:: VORLIEGENDER TEXT ::

Moskau
Der Zar und die Ballerina

Brandanschläge und Festnahmen: Liebesdrama über den letzten russischen Herrscher erzürnt orthodoxe Gläubige

25.09.2017 | Stand 02.12.2020, 17:26 Uhr

Moskau (DK) Der Film war gerade abgedreht, da erhitzte er in Russland schon die Gemüter. "Matilda" erzählt die Liebesbeziehung des jungen Nikolaus, noch bevor er Russlands letzter Zar wurde, mit der polnischen Ballerina Matilda Kschessinkaja. Vor allem die orthodoxe Kirche läuft gegen den Film Sturm - und hat prominente Unterstützung. Am 26. Oktober läuft "Matilda" offiziell in Russland in den Kinos an. Kinoketten haben aber bereits erklärt, ihn aus Sicherheitsgründen nicht zeigen zu wollen.

Natalja Poklonskaja (kleines Foto), ihres Zeichens Duma-Abgeordnete in Moskau, hat es sich zur Aufgabe gemacht, den Film zu verhindern. Die 37-jährige strenggläubige Juristin ging sogar so weit zu behaupten, dass mit dem deutschen Schauspieler Lars Eidinger, der Nikolaus II. spielt, und Michalina Olszanska, die die polnische Ballerina verkörpert, ein Pornodarsteller und eine Terroristin die Hauptrollen in dem Film besetzen. Sie bezieht sich dabei auf Theateraufführungen des deutschen Schauspielers, in dem er auch nackt auf der Bühne auftrat. Olszanska spielte im vergangenen Jahr in dem Film "Ja, Olga Hepnarová" ("Ich, Olga Hepnarová") eine tschechische Massenmörderin, die 1973 mit einem Lkw an einer Straßenbahnhaltestelle sieben Menschen tötete. Der Skandal um den Film bekommt noch zusätzliche Brisanz, da der Zar im Jahr 2000 von der Russisch-Orthodoxen Kirche als Märtyrer heilig gesprochen wurde.

Bereits in seiner jährlichen großen Pressekonferenz im Juli äußerte sich der russische Präsident Wladimir Putin zu den Kontroversen des Films. "Über die Zarenfamilie gab es auch schon früher Filme, und sogar härtere als der Film ,Matilda'", so Putin. Er betonte aber, dass niemand versuche, den Film zu verbieten. Über Poklonskaja sagte er: "Sie hat ihren Standpunkt - und versucht, diesen Standpunkt zu verteidigen, wendet sich an verschiedene Instanzen, aber es gibt keinerlei Entscheidungen über irgendwelche Verbote." Doch die Probleme schaffte Putin damit nicht aus der Welt. In der Nacht auf den 31. August warfen Unbekannte Molotowcocktails in das Studio des Regisseurs Aleksej Utschitel. Wenige Tage später gab es einen Brandanschlag mit einem Kleinlaster auf ein Kino in Jekaterinburg. Direkt gegenüber befindet sich eine Kathedrale, die vor 13 Jahren genau an der Stelle erbaut wurde, an der die Zarenfamilie erschossen wurde.

:::
:: EXTRAHIERTE EINTRÄGE ::

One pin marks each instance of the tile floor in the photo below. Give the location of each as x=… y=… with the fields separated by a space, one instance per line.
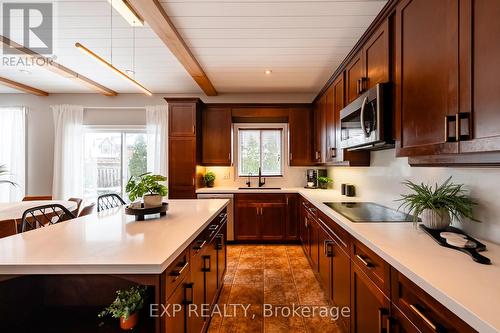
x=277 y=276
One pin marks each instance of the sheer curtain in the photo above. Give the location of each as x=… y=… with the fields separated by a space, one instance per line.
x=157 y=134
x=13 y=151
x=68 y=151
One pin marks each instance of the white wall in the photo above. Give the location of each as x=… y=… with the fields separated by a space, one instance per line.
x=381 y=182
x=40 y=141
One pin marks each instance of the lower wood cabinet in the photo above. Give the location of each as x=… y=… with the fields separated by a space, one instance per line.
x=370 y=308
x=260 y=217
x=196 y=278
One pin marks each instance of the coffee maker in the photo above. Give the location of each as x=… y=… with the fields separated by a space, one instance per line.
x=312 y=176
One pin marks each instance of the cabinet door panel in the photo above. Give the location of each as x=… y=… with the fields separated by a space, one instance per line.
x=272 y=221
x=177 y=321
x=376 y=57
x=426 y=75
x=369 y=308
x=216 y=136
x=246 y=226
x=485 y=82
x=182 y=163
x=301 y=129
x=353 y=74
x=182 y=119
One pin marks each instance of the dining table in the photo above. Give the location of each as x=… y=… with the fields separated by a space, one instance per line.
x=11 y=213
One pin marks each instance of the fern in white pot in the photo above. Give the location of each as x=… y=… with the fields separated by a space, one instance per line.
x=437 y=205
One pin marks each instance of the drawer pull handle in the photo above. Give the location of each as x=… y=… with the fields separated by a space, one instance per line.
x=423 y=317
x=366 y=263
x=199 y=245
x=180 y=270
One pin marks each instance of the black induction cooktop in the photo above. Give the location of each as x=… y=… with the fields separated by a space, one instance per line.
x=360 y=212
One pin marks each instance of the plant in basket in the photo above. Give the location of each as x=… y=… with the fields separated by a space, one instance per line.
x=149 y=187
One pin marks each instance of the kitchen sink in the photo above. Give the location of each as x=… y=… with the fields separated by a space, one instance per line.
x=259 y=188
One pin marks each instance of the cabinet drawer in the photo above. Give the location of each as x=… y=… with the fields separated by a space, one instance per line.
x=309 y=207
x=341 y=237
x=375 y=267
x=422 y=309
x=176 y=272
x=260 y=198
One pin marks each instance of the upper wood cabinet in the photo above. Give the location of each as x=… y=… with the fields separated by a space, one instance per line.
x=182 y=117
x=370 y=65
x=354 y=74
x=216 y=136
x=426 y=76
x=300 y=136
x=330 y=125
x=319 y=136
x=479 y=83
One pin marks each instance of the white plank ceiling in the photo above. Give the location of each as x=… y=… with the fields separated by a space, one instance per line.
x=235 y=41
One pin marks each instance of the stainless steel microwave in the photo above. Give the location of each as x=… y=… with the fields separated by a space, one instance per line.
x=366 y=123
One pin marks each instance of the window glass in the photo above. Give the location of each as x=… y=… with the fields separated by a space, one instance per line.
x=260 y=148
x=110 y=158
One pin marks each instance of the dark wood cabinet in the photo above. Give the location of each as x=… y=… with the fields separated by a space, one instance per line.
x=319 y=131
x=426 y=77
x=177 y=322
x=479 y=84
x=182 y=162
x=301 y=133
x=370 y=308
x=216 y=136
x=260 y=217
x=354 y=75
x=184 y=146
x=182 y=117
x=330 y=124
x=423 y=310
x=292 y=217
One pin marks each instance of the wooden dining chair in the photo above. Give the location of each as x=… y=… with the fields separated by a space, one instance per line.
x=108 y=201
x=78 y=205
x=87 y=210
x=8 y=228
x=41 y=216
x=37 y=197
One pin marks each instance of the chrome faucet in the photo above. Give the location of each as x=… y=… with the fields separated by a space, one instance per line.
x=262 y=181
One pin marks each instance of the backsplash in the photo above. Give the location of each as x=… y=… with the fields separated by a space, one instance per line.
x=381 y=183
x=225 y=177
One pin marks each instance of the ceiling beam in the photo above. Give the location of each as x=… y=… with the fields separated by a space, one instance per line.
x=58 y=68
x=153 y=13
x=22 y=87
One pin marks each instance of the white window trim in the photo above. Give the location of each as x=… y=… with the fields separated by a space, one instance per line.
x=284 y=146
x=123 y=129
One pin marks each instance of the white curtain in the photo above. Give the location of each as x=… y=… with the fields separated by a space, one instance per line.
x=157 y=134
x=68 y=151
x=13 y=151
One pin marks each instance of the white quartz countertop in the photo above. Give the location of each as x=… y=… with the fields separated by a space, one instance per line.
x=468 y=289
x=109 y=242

:::

### AUFGABE 1
Erklären Sie in ein bis drei Sätzen, warum der Skandal um den Film „Matilda“ laut dem Artikel zusätzliche Brisanz bekommt.
### AUFGABE 2
Fassen Sie den Absatz aus dem Artikel über „Matilda“, der mit „Bereits in seiner jährlichen großen Pressekonferenz“ beginnt, als Stichpunktliste zusammen und behalten Sie dabei die wichtigsten Fakten bei.
### AUFGABE 3
Schreiben Sie den Artikel über den Film „Matilda“ im Anschluss an seinen letzten Satz weiter.

### ANTWORT 1
Der Skandal bekommt zusätzliche Brisanz, weil der Zar Nikolaus II. im Jahr 2000 von der Russisch-Orthodoxen Kirche als Märtyrer heilig gesprochen wurde.

### ANTWORT 2
- Putin äußerte sich im Juli auf seiner jährlichen großen Pressekonferenz zu den Kontroversen um den Film.
- Er sagte, es habe schon früher Filme über die Zarenfamilie gegeben, sogar härtere als „Matilda“.
- Er betonte, niemand versuche, den Film zu verbieten.
- Poklonskaja verteidige ihren Standpunkt und wende sich an verschiedene Instanzen, doch es gebe keine Entscheidungen über Verbote.
- Die Probleme waren damit nicht gelöst.
- In der Nacht auf den 31. August warfen Unbekannte Molotowcocktails in das Studio des Regisseurs Aleksej Utschitel.
- Wenige Tage später gab es einen Brandanschlag mit einem Kleinlaster auf ein Kino in Jekaterinburg.
- Gegenüber dem Kino steht eine Kathedrale, die vor 13 Jahren an der Stelle erbaut wurde, an der die Zarenfamilie erschossen wurde.

### ANTWORT 3
Im Zuge der Ereignisse, die der Film auslöste, sah sich auch der russische Kulturminister Wladimir Medinskij gezwungen, Stellung zu beziehen. "Die Leute, die die Hysterie um den Film ,Matilda' antreiben, haben keinerlei Beziehung zur Orthodoxie und zum Christentum", sagte er der französischen Zeitung "Figaro" in einem Interview. Es sei eine hysterische Kampagne gegen einen gewöhnlichen Film, der in keiner Weise das Andenken des Zaren beleidige.

Mittlerweile kam es auch schon zu Festnahmen. Unbekannte hatten das Auto des Anwaltes des Regisseurs Utschitel angezündet. Drei Verdächtige wurden am vergangenen Mittwoch in Gewahrsam genommen, teilte die russische Nachrichtenagentur Interfax mit. Darunter befindet sich auch der Anführer der eher unbekannten extremistischen Splittergruppe "Christlicher Staat - Heilige Rus", Aleksandr Kalinin.

Auch der Regisseur Utschitel ist der Rummel, den sein Film in den vergangenen Monaten ausgelöst hat, zusehends unangenehm. Durch die Anschläge fürchtet er auch um seine Familie. In einem Interview sagte er: "Es geht darum, dass all das Geschrei, all die Beschuldigungen von Menschen kommen, die den Film nicht gesehen haben." Und an seine Kritiker gerichtet sagte er: "Leute, zuerst sollte man sich den Film ansehen, und dann kann man sich hinsetzen und lauthals diskutieren."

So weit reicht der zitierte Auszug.